Статья:
....

Дети в сети. Шлем безопасности ребенку в Интернете - Мурсалиева Галина
Уже когда его «Скорая» увезла, я нашла его кроссовку. Отлетела метров на сто от того места, где он лежал. Так он летел.
Максим скончался от полученных травм по дороге в больницу, в машине «Скорой помощи». У Кати остались его тетради. Я беру одну наугад: «Для работ по химии». В самом конце тетради сложенная вчетверо вырезка из «Комсомолки». Крупными синими буквами: «Бывший «Иванушка» Сорин выбросился из окна». Фотография певца и высотного дома, в синий круг взято роковое окно. И мелким почерком Максима: «А люди, как тучи…»
Самый распространенный способ самоубийства, по сведениям медиков, – отравление. Самый страшный, когда практически нельзя спасти, – повешение. Самый, как это ни кощунственно звучит, модный среди подростков – броски с высоты. Просто эпидемия, которая началась с того самого момента, как выбросился из окна бывший солист группы «Иванушки International» Игорь Сорин. За один только сентябрь этого года в Москве из окон и с балконов высотных домов выпрыгнули 17 человек. Самой младшей девочке едва исполнилось тринадцать, она погибла. Самому старшему – восемнадцать.

....

Список:

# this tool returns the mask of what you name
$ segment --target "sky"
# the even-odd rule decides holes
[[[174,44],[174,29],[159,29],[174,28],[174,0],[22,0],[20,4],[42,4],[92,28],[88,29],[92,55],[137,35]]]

....

Задания:
**A)** Что написано на тетради Максима, взятой наугад, в статье «Дети в сети»?
**B)** Продолжите статью «Дети в сети» после её последнего предложения.
Список — отдельный материал и к статье не относится.

Ответы по заданиям:
**A)** «Для работ по химии».

**B)**
– Да, это научно доказано, что суицид вещь «инфекционная», «заразная», – подтверждает автор ряда книг психотерапевт Николай Нарицын. – Есть исторические примеры. Есть миф о том, как в Древней Греции юные девушки стали как-то одновременно наносить самим себе смертельные удары. Царю пришлось издать специальный закон: изуродованные тела погибших красавиц выставлять на всеобщее обозрение. И только так волна была сбита…
Через два дня после случившегося учительница, мать Максима, умерла от инфаркта.
– Не от инфаркта, – морща лоб, сказала мне Катя. – Я, короче, не знаю, как это сказать. Но она умерла от чего-то другого.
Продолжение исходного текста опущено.